START Reading text

Fanjove Island

Geography
- Location: Sea of Zanj
- Coordinates: 8°34′0.12″S 39°34′0.12″E﻿ / ﻿8.5667000°S 39.5667000°E
- Archipelago: The Songosongo Archipelago
- Area: 1 km^{2} (0.39 sq mi)
- Length: 1.0 km (0.62 mi)
- Width: 0.4 km (0.25 mi)

Administration
- Tanzania
- Region: Lindi Region
- District: Kilwa District
- Ward: Songosongo

Demographics
- Languages: Swahili
- Ethnic groups: Matumbi

= Fanjove Island =

Island in the Songosongo Islands of Kilwa District, Lindi Region

Fanjove Island (Kisiwa cha Fanjove, in Swahili) is a coral island in the Songosongo Archipelago. The island is governed by the Songosongo ward in Kilwa District of Lindi Region in Tanzania's Indian ocean coast. The island is a geographically part of the Songosongo Islands archipelago which is composed of 22 reefs and 4 islands. The other three islands in the archipelago are Songo Songo, Nyuni Island and Okuza Island. The is land is originally been uninhabited, thus it has been leased to a luxury hotelier by the Tanzanian government. On January 12, 2000, 11 Indo-Pacific bottlenose dolphin that had become live-stranded on Fanjove Island were reported as having been refloated and released.

==Conservation==
Sea Sense, a conservation group, visited Fanjove Island in Kilwa District after learning that multiple green turtle nests had been established there in 2010. There were numerous security guards on the island who had reported the nests; the island is currently being developed by a tour operator. However, a number of the nests they documented in 2010 had failed as a result of tide flooding. Sea Sense offered hands-on training courses to improve knowledge of nest identification, translocation procedures, post-hatching excavations, and hatching Codes of Conduct in order to increase the survival rates of future nests. Theoretical instruction in the biology and life history of sea turtles served as a support for this training.

END Reading text

> **What is being asked**
Answer these questions from the Fanjove Island text:
(a) Which ethnic group is listed for the island?
(b) Besides Fanjove, which three islands make up the Songosongo Islands archipelago?
(c) What caused some of the green turtle nests documented in 2010 to fail?
Rely only on the Fanjove Island text, not on outside knowledge.

START Data for analysis

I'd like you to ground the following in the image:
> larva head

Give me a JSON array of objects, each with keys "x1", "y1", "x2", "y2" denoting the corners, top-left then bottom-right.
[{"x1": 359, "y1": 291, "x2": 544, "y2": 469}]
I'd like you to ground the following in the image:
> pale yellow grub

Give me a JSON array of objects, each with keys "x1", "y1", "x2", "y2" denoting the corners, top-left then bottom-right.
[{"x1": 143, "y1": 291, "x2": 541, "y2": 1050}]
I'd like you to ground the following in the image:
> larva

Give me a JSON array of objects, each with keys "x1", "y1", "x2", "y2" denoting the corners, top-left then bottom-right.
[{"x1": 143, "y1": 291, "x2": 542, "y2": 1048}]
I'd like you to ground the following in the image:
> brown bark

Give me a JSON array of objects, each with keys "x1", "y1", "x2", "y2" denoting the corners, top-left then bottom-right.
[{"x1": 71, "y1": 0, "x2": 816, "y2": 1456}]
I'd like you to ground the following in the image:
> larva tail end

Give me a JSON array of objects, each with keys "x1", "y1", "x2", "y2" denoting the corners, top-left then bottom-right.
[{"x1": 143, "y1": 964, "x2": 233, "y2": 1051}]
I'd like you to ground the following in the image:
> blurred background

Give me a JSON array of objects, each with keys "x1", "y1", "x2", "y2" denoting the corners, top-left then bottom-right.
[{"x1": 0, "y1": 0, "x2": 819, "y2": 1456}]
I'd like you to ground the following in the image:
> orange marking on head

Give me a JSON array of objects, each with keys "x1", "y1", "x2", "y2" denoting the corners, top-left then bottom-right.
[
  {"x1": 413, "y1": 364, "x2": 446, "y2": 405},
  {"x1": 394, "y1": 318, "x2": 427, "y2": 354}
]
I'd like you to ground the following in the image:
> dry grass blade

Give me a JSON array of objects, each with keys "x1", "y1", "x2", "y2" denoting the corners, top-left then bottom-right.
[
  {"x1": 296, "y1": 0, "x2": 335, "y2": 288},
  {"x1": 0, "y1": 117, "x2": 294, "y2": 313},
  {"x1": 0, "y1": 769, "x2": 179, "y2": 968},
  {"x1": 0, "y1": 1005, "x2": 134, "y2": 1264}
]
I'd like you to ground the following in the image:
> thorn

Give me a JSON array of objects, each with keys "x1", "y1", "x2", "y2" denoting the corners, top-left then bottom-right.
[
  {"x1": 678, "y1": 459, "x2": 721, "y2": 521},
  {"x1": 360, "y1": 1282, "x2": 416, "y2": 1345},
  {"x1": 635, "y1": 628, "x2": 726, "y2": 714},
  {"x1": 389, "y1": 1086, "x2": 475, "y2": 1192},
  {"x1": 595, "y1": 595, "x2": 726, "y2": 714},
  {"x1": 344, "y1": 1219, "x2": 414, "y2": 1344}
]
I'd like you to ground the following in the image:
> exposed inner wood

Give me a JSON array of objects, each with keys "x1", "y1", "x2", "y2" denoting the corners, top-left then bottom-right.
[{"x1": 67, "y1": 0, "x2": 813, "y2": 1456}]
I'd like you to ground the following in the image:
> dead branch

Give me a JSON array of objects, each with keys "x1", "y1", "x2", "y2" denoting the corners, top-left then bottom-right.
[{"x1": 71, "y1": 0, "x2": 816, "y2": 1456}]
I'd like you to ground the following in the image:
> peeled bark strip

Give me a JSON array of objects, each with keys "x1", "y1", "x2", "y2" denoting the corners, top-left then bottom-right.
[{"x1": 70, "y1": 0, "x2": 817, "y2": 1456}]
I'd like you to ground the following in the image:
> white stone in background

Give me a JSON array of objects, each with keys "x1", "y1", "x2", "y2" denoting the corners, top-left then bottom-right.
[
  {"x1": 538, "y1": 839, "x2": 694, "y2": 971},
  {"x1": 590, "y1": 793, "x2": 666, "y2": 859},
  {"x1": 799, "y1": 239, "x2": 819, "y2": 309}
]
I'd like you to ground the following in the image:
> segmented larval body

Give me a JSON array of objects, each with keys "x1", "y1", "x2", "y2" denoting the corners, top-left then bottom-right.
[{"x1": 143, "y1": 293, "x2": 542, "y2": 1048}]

END Data for analysis

> **Written reply**
(a) Matumbi
(b) Songo Songo, Nyuni Island and Okuza Island
(c) Tide flooding